►

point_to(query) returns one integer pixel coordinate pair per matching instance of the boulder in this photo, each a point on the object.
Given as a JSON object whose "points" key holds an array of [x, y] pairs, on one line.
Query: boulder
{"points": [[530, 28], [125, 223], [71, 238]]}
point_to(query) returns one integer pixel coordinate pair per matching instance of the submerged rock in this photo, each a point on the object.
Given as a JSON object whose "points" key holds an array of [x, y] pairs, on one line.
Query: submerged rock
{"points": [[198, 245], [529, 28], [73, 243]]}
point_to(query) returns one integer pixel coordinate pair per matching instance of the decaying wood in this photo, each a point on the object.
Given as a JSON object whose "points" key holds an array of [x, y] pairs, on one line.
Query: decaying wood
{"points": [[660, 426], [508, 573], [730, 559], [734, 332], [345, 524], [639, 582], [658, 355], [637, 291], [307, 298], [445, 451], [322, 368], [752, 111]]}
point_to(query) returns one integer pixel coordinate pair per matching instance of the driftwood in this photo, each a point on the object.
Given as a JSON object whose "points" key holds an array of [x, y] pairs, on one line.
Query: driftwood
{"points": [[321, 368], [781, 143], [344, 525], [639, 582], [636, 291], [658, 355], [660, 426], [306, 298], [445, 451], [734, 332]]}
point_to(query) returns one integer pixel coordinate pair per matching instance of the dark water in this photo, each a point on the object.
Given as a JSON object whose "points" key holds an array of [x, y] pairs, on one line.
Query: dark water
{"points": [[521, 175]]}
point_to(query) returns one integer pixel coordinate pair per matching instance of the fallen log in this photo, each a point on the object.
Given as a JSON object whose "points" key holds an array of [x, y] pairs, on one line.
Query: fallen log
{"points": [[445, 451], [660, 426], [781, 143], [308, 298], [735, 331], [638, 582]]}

◄

_TASK DETAILS:_ Copy all the entries verbatim.

_EXPECTED ANSWER:_
point_to(query) returns one integer pixel coordinate pair per matching instance of the boulder in this photo, each a point on the object.
Given as a JSON object whose "points" key holds an array of [x, y] pairs, on one line.
Query: boulder
{"points": [[530, 28], [125, 223], [71, 238]]}
point_to(query) returns one integer pixel coordinate pair per matching instance of the submerged rock in this photo, each a point on the object.
Given as a JSON object whose "points" key holds an array of [x, y] pairs, on one line.
Query: submerged rock
{"points": [[198, 245], [529, 28], [73, 243]]}
point_to(query) returns one integer pixel coordinate pair per matching instance of the decaying wood in this photo, each a point on the object.
Given as a JSON object whose "points" key holds an array of [x, y] pairs, on one line.
Query: decaying wood
{"points": [[660, 426], [508, 573], [730, 559], [734, 332], [345, 524], [639, 582], [658, 355], [637, 291], [307, 298], [445, 451], [322, 368], [752, 111]]}
point_to(query) returns one integer pixel coordinate pair per matching instance of the driftwood in this photo, each a point on the object.
Given as a JSON object whose "points" key holds an array of [x, y] pairs, on one line.
Query: driftwood
{"points": [[321, 368], [781, 143], [344, 525], [639, 582], [636, 291], [658, 355], [660, 426], [306, 298], [445, 451], [734, 332]]}
point_to(query) returns one integer pixel coordinate pair per matching instance of the dark water in this photo, each a point on the object.
Given as a JSON object whose "points" key holds an array of [x, y] pairs, on one line.
Query: dark water
{"points": [[521, 175]]}
point_to(query) returns one integer pixel coordinate pair per matching instance of the fallen log in this photo, each a point on the object.
Given as a JSON object whose "points" key holds an array of [x, y] pairs, on one line.
Query: fallen log
{"points": [[445, 451], [660, 426], [781, 143], [308, 298], [735, 331], [638, 582]]}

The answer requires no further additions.